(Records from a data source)

· · · ·

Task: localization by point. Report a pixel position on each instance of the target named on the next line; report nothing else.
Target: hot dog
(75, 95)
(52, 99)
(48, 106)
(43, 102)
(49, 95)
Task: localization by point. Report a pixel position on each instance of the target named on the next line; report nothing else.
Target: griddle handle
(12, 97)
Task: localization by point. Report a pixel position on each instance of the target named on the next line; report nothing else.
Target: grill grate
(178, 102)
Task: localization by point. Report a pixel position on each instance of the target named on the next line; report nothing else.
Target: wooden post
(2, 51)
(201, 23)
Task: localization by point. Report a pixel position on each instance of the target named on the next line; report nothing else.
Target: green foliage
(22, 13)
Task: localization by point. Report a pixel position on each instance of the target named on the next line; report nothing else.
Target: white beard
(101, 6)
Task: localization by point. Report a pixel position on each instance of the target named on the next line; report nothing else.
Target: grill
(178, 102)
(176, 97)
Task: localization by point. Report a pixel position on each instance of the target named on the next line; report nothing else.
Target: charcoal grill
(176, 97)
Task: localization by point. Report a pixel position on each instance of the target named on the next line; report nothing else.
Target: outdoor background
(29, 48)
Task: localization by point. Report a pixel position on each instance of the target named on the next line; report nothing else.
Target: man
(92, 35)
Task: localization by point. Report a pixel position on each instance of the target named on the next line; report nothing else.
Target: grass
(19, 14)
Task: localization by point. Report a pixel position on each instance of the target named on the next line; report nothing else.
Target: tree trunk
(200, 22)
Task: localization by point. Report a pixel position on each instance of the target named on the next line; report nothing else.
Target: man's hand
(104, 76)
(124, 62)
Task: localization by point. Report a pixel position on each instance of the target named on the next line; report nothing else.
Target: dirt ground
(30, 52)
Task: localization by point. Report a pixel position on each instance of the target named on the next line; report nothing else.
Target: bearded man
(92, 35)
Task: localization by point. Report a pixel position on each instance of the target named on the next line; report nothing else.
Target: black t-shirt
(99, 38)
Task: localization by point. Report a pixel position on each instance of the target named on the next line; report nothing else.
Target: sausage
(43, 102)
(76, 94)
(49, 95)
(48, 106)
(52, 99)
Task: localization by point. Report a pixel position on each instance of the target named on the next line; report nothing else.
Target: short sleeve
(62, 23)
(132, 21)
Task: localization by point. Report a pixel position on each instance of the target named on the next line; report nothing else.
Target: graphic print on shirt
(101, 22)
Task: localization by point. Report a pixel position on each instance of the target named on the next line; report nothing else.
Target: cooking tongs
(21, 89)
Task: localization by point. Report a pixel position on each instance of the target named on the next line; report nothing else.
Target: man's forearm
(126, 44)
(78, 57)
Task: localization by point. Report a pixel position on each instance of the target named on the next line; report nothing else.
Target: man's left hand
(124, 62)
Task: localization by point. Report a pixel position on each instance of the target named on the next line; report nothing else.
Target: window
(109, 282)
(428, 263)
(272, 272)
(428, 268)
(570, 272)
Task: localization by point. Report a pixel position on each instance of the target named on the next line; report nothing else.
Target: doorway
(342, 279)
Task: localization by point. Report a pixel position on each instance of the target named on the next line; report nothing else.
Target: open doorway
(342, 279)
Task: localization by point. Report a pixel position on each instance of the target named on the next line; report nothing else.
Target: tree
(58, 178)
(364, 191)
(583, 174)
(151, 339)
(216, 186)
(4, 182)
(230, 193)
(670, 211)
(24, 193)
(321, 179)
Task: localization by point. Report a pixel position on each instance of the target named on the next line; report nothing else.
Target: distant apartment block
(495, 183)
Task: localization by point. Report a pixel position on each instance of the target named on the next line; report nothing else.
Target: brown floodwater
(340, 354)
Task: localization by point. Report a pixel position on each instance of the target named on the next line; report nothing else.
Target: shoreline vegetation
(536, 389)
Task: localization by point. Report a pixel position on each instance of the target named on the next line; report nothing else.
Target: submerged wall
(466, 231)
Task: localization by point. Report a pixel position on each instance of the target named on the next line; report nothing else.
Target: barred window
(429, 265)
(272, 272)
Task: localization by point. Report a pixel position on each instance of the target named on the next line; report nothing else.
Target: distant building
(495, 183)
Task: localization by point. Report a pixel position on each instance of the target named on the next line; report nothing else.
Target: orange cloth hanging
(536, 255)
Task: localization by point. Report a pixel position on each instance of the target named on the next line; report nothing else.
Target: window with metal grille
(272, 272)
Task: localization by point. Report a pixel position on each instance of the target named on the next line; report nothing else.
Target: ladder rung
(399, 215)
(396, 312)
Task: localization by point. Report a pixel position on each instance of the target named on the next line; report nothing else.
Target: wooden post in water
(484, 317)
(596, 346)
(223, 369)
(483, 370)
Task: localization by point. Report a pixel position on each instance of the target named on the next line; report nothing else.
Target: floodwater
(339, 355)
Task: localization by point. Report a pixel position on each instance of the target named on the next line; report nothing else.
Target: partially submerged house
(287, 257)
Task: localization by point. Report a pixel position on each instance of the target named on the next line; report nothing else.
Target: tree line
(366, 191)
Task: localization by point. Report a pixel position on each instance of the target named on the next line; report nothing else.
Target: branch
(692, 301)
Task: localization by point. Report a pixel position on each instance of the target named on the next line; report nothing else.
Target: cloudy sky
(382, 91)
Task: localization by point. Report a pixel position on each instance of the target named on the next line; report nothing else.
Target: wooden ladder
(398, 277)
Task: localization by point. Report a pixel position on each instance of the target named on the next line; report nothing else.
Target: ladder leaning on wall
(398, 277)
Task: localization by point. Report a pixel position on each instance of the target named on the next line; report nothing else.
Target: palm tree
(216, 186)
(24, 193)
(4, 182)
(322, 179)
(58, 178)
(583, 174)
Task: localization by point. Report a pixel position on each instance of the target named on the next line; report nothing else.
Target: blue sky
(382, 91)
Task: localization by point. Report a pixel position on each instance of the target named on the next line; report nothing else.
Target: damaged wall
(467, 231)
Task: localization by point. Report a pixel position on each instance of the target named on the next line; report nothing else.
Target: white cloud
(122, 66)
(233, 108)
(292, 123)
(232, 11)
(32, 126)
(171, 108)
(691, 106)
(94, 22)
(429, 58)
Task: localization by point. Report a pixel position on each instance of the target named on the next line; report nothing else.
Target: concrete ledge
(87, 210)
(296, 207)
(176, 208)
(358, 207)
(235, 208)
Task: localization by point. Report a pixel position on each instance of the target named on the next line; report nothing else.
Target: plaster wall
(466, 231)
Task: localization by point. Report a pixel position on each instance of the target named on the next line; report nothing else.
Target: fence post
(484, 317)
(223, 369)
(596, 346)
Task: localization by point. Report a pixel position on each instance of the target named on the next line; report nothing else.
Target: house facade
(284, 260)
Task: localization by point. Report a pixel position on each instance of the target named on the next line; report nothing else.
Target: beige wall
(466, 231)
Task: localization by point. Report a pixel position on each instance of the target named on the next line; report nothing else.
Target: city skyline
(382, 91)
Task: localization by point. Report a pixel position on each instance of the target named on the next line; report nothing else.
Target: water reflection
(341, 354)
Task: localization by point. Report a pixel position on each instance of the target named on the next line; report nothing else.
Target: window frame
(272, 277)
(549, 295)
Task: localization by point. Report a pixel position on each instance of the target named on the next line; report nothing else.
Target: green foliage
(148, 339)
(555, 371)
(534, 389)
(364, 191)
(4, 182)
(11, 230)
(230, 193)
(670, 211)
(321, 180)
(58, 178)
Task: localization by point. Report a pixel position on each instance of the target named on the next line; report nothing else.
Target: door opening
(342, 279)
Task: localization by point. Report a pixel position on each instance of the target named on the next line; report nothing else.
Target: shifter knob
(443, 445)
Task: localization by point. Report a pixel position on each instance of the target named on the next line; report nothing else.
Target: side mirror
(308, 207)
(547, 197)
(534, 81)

· · · ·

» **YOUR ASSIGNMENT**: I'd like the entries above reproduced in full, exactly as they stand.

» **TASK RESULT**:
Task: localization by point. Report a pixel position on each instance of the target named on the next line; report nothing else.
Target: hot dog
(75, 95)
(52, 99)
(48, 106)
(43, 102)
(49, 95)
Task: localization by point. Report a pixel position on each instance of the target named on the next line; report nothing else.
Target: griddle handle
(12, 97)
Task: localization by point. Report a pixel position on each instance of the target named on the next line; report nothing else.
Target: grill grate
(178, 102)
Task: localization by point. Report a pixel position on each instance of the target named on the next line; report nothing else.
Target: wooden post
(2, 51)
(201, 23)
Task: localization by point. Report a pixel position on each instance of the target named on the next line; report nothing else.
Target: green foliage
(22, 13)
Task: localization by point. Report a pixel position on each instance of the target named on the next line; report nothing else.
Target: white beard
(101, 6)
Task: localization by point. Report a pixel position on each instance of the target named on the next line; report nothing else.
Target: grill
(178, 102)
(176, 97)
Task: localization by point. Report a pixel position on each instance of the target named on the next line; report nothing else.
Target: charcoal grill
(176, 97)
Task: localization by point. Report a pixel position on each instance of the target named on the next line; report nothing else.
Target: outdoor background
(29, 48)
Task: localization by point. Report a pixel position on each instance of the target named on the next line; report nothing else.
Target: man
(92, 35)
Task: localization by point. Report a pixel position on each instance of the target named on the next line; report nothing else.
Target: grass
(19, 14)
Task: localization by point. Report a pixel position on each instance of the target named on the next line; report nothing else.
Target: tree trunk
(200, 22)
Task: localization by point. Report a pixel position on each instance of the target named on the next line; report nothing else.
Target: man's hand
(104, 76)
(124, 62)
Task: localization by point. Report a pixel position on each instance of the target named on the next line; report nothing else.
Target: dirt ground
(30, 52)
Task: localization by point. Report a pixel position on each instance of the target named on the next line; report nothing else.
Target: bearded man
(92, 35)
Task: localization by point. Report a pixel position on each instance of the target named on the next line; report nothing else.
Target: black t-shirt
(99, 38)
Task: localization by point. Report a pixel position on each instance of the target named on the next line; report nothing else.
Target: sausage
(43, 102)
(76, 94)
(49, 95)
(48, 106)
(52, 99)
Task: localization by point. Report a pixel position on each instance of the target named on the next line; report nothing else.
Target: short sleeve
(62, 23)
(132, 21)
Task: localization by point. Report a pixel position on each instance of the target named on the next line; report nothing else.
Target: graphic print on shirt
(101, 22)
Task: localization by point. Report a pixel position on each instance of the target named on the next line; report nothing else.
Target: cooking tongs
(21, 89)
Task: localization by point. Report a pixel position on each instance of the target named on the next line; report nothing else.
Target: man's forearm
(126, 44)
(78, 57)
Task: localization by point. Report a pixel position on each instance of the target named on the next line; report nothing else.
Target: man's left hand
(124, 62)
Task: localization by point. Report a pixel position on each instance of the target named on the next line; report nothing else.
Target: window
(109, 282)
(428, 263)
(272, 272)
(428, 268)
(570, 272)
Task: localization by point. Report a pixel position on each instance of the target named on the next line; report nothing else.
Target: doorway
(342, 279)
Task: localization by point. Report a pixel position on each instance of the target named on the next line; report nothing else.
Target: open doorway
(342, 279)
Task: localization by point. Report a pixel position on each instance of the target named on the next line; report nothing else.
Target: tree
(58, 178)
(364, 191)
(583, 174)
(151, 339)
(216, 186)
(4, 182)
(230, 193)
(670, 211)
(24, 193)
(321, 179)
Task: localization by point. Report a pixel position on each instance of the target named on the next line; report nothing else.
Target: distant apartment block
(495, 183)
Task: localization by point. Report a pixel position on each instance of the target named on the next line; report nothing else.
Target: brown floodwater
(340, 354)
Task: localization by point. Report a pixel position on each instance of the target named on the next line; report nothing else.
Target: shoreline vegetation
(536, 389)
Task: localization by point. Report a pixel position on each instance of the target named on the next line; report nothing else.
Target: submerged wall
(466, 231)
Task: localization by point. Report a pixel position on each instance of the target named on the next line; report nothing else.
Target: barred window
(429, 265)
(272, 272)
Task: localization by point. Report a pixel position on each instance of the target named on the next line; report nothing else.
Target: distant building
(495, 183)
Task: localization by point. Report a pixel position on each instance of the target named on the next line; report nothing else.
Target: orange cloth hanging
(536, 255)
Task: localization by point. Report a pixel position on each instance of the target named on the next line; report nothing else.
Target: window with metal grille
(272, 272)
Task: localization by point. Report a pixel position on each instance of the target named on the next line; report nothing else.
Target: ladder rung
(399, 215)
(396, 312)
Task: localization by point. Report a pixel position on each instance of the target named on the next line; report nothing else.
Target: wooden post in water
(484, 317)
(596, 346)
(223, 369)
(483, 370)
Task: localization by point. Report a pixel position on each instance of the target named on the next line; report nothing else.
Target: floodwater
(339, 355)
Task: localization by point. Report a pixel position on each instance of the target named on the next line; report nothing else.
Target: partially submerged house
(287, 257)
Task: localization by point. Report a pixel position on each instance of the target named on the next line; report nothing else.
Target: tree line
(366, 191)
Task: localization by point. Report a pixel position on each instance of the target named on the next line; report nothing else.
Target: branch
(692, 301)
Task: localization by point. Report a pixel position on each instance of the target named on the next line; report nothing else.
Target: cloudy sky
(382, 91)
Task: localization by point. Report a pixel position on each instance of the target named on the next line; report nothing else.
Target: wooden ladder
(398, 277)
Task: localization by point. Report a pixel position on each instance of the target named on the next line; report nothing else.
Target: ladder leaning on wall
(398, 277)
Task: localization by point. Report a pixel position on each instance of the target named on the next line; report nothing else.
Target: palm tree
(216, 186)
(24, 193)
(4, 182)
(322, 179)
(58, 178)
(583, 174)
Task: localization by point. Report a pixel position on each instance of the target named on the next line; report nothing else.
Target: blue sky
(382, 91)
Task: localization by point. Report a pixel position on each instance of the target named on the next line; report nothing else.
Target: damaged wall
(467, 231)
Task: localization by point. Report a pixel position on each instance of the target named on the next line; report nothing else.
Target: white cloud
(122, 66)
(233, 108)
(292, 123)
(232, 11)
(32, 126)
(171, 108)
(691, 106)
(94, 22)
(429, 58)
Task: localization by point. Report a pixel position on each instance of the target named on the next line; report nothing else.
Target: concrete ledge
(87, 210)
(296, 207)
(176, 208)
(358, 207)
(235, 208)
Task: localization by point. Report a pixel position on each instance of the target named on the next line; report nothing else.
Target: plaster wall
(466, 231)
Task: localization by point. Report a pixel position on each instance of the target named on the next line; report nothing else.
Target: fence post
(484, 317)
(223, 369)
(596, 346)
Task: localization by point. Report a pixel position on each instance of the target named on the next line; report nothing else.
Target: house facade
(284, 260)
Task: localization by point. Report a pixel position on each instance of the target named on the next line; report nothing else.
Target: beige wall
(466, 231)
Task: localization by point. Report a pixel position on each instance of the target named on the next line; report nothing else.
Target: city skyline
(382, 91)
Task: localization by point. Report a pixel position on each instance of the target named on the next line; report nothing else.
Target: water reflection
(341, 354)
Task: localization by point. Report a pixel position on each instance of the target named on the next line; report nothing else.
Target: window frame
(272, 277)
(549, 295)
Task: localization by point. Report a pixel position on each instance of the target named on the next line; report nothing else.
Target: green foliage
(148, 339)
(555, 371)
(534, 389)
(364, 191)
(4, 182)
(11, 230)
(230, 193)
(670, 211)
(321, 180)
(58, 178)
Task: localization by point. Report a pixel position on each instance of the target named on the next line; report nothing else.
Target: door opening
(342, 279)
Task: localization by point. Report a pixel position on each instance of the target named on the next line; report nothing else.
Target: shifter knob
(443, 445)
Task: localization by point. Report a pixel position on each instance of the target named on the next line; report nothing else.
Target: side mirror
(308, 207)
(547, 197)
(534, 81)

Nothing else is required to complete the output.